## Task statement
Please set down the entries below once more, exactly.

(Information provided)

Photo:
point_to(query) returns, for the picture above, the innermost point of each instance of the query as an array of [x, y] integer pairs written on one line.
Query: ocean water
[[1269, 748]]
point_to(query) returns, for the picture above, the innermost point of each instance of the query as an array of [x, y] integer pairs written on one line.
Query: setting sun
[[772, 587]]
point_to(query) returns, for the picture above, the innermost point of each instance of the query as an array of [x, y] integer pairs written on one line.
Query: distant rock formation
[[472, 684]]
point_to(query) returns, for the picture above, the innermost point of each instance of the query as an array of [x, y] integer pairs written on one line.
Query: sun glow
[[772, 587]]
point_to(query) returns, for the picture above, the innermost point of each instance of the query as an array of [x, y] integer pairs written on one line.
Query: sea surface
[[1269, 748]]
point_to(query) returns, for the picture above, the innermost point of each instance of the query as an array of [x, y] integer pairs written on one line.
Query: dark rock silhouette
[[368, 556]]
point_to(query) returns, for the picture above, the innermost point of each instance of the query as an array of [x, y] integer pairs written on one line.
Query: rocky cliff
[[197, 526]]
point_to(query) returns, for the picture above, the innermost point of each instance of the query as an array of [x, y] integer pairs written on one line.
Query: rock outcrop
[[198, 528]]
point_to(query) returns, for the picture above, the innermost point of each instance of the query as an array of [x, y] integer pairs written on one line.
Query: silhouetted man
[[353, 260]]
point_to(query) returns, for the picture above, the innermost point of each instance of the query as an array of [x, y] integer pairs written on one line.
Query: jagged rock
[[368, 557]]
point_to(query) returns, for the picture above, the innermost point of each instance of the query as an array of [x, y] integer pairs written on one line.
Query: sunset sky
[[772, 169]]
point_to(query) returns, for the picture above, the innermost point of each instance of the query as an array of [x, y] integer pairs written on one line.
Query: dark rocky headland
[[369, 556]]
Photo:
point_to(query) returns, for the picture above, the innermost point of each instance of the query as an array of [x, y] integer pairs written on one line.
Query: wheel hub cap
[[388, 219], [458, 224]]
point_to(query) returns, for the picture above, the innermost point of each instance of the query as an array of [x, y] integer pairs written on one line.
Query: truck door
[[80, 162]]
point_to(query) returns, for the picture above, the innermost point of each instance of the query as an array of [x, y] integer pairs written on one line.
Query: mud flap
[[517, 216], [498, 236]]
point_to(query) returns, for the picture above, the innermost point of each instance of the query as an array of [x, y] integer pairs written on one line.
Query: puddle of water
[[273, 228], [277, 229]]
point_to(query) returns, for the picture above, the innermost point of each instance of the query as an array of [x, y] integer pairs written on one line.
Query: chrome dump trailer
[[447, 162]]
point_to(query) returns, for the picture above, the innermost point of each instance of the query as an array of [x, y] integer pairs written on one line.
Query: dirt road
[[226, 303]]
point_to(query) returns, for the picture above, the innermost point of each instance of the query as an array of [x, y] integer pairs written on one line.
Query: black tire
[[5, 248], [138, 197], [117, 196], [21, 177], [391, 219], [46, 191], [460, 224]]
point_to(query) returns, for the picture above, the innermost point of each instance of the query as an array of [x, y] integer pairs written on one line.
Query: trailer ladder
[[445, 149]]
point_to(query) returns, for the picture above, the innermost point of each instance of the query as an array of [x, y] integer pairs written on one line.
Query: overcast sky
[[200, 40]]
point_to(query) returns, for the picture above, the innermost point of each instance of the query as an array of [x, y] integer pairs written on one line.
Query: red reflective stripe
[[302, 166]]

(End Information provided)

## Answer
Photo:
point_to(query) returns, for the picture above, the innermost point of each instance of the query as an array of [x, y] integer pairs written on one line.
Query: ocean water
[[1269, 748]]
point_to(query) returns, for the picture above, the innermost point of each instance of the query as an array of [x, y] integer pairs written on one line.
Query: setting sun
[[772, 587]]
point_to(query) returns, for the picture above, the innermost point of each instance of the query as an array of [x, y] integer pairs written on one line.
Query: distant rock formation
[[472, 684]]
point_to(query) returns, for the picture above, the innermost point of each instance of the query as an array of [x, y] integer pairs written on one line.
Query: sun glow
[[772, 587]]
point_to(query) returns, for the picture above, the innermost point of each instance of the query as an array of [x, y] integer pairs written on one line.
Query: sea surface
[[1269, 748]]
point_to(query) returns, for the picture above, the innermost point of each instance of the query as an array of [x, y] integer pairs written on one line.
Query: dark rock silhouette
[[368, 556]]
point_to(query) returns, for the picture above, the innermost point of each instance of the query as an array of [x, y] integer pairs written on one line.
Query: rocky cliff
[[197, 526]]
point_to(query) returns, for the picture above, the innermost point of each instance of the query as an array of [x, y] integer pairs written on one line.
Query: rock outcrop
[[198, 528]]
point_to(query) returns, for the picture above, the innermost point of each instance of the query as an array of [x, y] integer pairs written on one line.
Query: silhouetted man
[[353, 260]]
point_to(query) returns, for the picture above, the innermost point of each instance of the query as an array of [x, y] integer pairs written on one line.
Query: jagged rock
[[368, 557]]
point_to(query) returns, for the picture above, the innermost point of each instance of the query as an array of [x, y] integer pairs written on one line.
Query: sunset sky
[[772, 169]]
point_to(query) returns, for the picture above, the innermost point of each instance of the query as an array of [x, y] integer pairs written on one line.
Query: dark rocky headland
[[369, 556]]
Photo:
point_to(query) returns, for the picture above, the innermost point of each instance of the query as an array of [x, y] integer pairs written on one line.
Query: wheel hub cap
[[388, 219], [458, 224]]
point_to(query) returns, for the picture above, the innermost point of each instance of the query as an array of [x, y] integer pairs written on one line.
Query: truck door
[[80, 162]]
point_to(query) returns, for the picture above, the innermost point of each instance of the query as an array of [x, y] integer pairs written on one line.
Query: mud flap
[[517, 216], [498, 236]]
point_to(query) returns, for the picture above, the innermost point of each instance of the query as an array of [x, y] integer pairs written on one line.
Query: puddle of water
[[273, 228], [277, 229]]
point_to(query) returns, for the picture above, the innermost point of each instance of the query as an array of [x, y] integer pairs written on one line.
Query: chrome dump trailer
[[447, 162]]
point_to(query) returns, for the picture above, the innermost point of each instance of the query as an array of [x, y] integer pairs written on one line.
Query: dirt road
[[226, 303]]
point_to(query) returns, for the picture above, the innermost point of each instance of the query as an array of [x, y] integer pairs written on one line.
Query: black tire
[[5, 248], [138, 197], [117, 196], [21, 177], [391, 219], [46, 191], [460, 224]]
point_to(query) returns, for the picture above, the innermost point of each instance of the query as an array of [x, y] integer pairs written on one line.
Query: trailer ladder
[[445, 149]]
point_to(query) returns, for the picture above, the innermost point of each instance of the query as an array of [x, y] integer pairs written on one line.
Query: overcast sky
[[200, 40]]
point_to(query) returns, for the picture above, the innermost point of each instance of the query as an array of [x, y] integer pairs written on one line.
Query: red reflective stripe
[[302, 166]]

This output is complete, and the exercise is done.